_Problem to solve_: Copy out, without any change, the lines of the material below, from the line containing "Identify every instance of the curving" through the end of the material.

_Provided records_:
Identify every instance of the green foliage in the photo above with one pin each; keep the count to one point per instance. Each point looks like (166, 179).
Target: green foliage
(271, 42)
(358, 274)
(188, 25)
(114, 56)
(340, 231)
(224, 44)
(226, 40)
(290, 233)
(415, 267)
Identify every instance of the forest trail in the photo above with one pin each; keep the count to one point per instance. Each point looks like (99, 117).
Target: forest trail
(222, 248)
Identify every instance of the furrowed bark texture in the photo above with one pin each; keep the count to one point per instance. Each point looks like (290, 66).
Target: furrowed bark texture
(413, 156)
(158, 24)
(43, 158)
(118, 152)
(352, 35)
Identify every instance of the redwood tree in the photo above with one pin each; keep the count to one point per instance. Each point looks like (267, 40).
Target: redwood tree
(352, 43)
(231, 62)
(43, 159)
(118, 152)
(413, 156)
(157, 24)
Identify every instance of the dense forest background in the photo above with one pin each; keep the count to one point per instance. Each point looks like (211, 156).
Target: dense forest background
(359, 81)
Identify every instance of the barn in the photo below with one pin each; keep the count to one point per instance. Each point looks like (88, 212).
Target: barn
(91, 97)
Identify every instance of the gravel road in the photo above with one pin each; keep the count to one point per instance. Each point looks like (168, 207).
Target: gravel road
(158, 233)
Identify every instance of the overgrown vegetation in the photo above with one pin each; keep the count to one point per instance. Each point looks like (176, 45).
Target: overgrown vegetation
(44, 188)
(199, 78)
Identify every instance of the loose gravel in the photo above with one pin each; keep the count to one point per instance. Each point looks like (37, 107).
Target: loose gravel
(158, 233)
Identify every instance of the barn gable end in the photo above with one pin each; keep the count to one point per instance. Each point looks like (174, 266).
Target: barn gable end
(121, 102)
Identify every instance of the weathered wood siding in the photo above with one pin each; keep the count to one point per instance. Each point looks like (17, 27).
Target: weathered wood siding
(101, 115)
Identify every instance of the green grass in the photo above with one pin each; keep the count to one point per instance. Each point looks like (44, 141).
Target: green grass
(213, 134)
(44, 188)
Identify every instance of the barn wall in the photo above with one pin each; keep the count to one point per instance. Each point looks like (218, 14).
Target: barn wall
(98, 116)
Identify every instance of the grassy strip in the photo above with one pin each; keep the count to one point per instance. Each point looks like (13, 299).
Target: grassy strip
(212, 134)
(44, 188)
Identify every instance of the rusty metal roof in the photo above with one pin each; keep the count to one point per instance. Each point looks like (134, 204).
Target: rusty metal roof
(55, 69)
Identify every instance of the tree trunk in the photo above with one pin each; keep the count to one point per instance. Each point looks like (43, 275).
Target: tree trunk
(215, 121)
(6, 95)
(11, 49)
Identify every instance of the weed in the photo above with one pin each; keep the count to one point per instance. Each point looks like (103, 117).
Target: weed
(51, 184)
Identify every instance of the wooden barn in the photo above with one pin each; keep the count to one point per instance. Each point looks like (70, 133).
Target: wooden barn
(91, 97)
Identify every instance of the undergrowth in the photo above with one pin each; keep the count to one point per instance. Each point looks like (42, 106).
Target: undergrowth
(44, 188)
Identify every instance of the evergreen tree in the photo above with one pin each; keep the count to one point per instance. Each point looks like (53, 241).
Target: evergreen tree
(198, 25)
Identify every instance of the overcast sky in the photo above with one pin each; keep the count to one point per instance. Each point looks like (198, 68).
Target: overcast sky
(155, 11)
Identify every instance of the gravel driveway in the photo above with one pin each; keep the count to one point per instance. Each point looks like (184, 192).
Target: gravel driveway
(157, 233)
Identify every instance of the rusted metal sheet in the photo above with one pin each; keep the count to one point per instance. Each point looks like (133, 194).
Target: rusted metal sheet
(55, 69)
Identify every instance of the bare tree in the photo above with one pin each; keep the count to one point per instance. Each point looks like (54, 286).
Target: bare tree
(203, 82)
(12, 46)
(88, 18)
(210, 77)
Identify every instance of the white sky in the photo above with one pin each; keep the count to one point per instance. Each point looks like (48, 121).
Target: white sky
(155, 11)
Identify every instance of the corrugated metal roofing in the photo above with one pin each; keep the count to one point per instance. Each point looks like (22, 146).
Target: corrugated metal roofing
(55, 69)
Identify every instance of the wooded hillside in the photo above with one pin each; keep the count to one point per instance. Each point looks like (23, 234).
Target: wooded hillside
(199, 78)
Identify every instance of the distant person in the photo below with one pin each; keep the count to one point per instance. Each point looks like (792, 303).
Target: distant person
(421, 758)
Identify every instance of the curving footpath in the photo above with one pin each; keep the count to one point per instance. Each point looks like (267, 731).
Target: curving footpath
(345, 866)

_The output_:
Identify every instance of the curving footpath in the photo above with one pin each; keep the count to one point per instance. Each point looks like (267, 731).
Target: curving footpath
(345, 866)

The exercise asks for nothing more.